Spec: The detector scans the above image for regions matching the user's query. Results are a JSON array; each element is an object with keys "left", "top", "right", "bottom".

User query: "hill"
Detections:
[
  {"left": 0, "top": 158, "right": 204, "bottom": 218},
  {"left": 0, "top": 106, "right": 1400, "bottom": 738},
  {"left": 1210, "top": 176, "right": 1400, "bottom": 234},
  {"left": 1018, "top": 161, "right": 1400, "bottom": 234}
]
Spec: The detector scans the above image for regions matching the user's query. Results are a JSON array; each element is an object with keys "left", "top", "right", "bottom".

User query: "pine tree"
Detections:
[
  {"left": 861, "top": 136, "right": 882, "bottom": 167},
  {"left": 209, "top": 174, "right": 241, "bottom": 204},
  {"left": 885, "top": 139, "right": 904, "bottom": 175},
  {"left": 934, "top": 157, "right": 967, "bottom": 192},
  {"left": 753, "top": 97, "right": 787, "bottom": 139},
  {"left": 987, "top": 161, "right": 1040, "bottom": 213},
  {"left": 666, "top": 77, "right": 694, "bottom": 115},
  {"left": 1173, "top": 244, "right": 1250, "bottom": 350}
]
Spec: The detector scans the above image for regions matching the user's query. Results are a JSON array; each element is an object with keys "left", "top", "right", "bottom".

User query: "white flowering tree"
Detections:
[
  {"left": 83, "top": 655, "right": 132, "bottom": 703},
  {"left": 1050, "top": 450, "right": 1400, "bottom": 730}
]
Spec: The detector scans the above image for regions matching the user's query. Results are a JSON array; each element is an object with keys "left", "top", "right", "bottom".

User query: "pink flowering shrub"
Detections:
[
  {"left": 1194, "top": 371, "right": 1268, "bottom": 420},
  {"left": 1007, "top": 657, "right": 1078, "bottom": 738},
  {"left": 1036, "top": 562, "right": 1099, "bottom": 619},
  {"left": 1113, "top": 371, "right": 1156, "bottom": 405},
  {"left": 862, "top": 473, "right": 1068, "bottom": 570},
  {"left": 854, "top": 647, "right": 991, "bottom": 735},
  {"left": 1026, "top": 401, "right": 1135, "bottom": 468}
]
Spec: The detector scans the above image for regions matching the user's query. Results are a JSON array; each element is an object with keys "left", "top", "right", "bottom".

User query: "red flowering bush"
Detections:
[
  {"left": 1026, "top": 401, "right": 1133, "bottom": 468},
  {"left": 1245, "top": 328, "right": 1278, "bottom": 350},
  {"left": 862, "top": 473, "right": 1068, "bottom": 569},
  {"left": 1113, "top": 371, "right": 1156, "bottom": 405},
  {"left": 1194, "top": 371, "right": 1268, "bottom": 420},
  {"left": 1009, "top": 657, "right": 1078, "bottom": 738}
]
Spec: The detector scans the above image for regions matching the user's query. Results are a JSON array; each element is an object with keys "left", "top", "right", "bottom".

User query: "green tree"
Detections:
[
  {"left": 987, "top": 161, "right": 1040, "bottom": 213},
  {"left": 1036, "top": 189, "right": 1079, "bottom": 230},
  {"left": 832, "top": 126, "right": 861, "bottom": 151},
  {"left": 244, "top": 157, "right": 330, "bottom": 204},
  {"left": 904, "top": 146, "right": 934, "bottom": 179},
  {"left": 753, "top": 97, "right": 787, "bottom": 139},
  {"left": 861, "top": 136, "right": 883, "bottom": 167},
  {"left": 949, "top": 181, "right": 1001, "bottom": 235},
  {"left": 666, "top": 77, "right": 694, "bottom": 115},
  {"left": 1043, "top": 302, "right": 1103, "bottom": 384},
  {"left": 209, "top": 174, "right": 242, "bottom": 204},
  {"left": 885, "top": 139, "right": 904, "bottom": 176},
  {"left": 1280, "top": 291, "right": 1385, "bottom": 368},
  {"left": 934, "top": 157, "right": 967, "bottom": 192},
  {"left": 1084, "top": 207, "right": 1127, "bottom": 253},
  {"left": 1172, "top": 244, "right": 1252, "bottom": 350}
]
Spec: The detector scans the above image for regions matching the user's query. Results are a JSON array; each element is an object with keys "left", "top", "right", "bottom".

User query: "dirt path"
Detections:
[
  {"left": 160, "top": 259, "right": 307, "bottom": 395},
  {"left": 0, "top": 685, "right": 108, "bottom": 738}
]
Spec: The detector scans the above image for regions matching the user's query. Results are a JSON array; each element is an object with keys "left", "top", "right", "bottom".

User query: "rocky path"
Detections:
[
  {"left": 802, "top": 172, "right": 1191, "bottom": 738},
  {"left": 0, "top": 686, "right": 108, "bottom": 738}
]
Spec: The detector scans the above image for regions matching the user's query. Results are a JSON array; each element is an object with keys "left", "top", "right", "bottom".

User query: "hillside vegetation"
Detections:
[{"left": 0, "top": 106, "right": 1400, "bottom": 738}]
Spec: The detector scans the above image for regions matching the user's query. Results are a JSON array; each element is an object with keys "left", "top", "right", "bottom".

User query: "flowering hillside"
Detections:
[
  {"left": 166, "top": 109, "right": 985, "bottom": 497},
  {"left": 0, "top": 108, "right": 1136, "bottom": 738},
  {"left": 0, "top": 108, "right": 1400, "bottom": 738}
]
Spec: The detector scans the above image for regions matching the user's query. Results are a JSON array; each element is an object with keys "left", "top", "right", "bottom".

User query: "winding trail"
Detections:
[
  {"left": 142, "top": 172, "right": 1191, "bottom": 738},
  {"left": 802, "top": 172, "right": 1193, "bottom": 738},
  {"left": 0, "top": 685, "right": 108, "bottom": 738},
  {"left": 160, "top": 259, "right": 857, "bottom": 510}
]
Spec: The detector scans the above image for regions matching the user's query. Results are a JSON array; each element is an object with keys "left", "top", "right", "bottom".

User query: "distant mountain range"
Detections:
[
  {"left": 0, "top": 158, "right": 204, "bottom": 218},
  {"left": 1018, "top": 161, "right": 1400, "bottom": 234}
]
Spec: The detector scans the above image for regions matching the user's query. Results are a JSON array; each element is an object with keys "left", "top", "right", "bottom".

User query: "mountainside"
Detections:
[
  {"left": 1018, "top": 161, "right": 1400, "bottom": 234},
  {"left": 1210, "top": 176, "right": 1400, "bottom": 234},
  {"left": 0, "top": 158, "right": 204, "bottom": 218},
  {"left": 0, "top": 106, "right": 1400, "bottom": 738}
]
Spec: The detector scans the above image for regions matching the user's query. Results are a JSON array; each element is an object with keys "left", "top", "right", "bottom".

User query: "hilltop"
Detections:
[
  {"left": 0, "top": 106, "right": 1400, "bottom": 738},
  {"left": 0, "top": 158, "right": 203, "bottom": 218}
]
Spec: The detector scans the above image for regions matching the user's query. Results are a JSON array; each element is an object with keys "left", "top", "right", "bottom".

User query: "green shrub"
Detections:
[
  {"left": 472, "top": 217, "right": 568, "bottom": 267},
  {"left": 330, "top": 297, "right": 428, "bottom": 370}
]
= = = = =
Gather every line from the entries above that contains the word "green", and copy each one unchanged.

User query: "green tree"
User query: "green shrub"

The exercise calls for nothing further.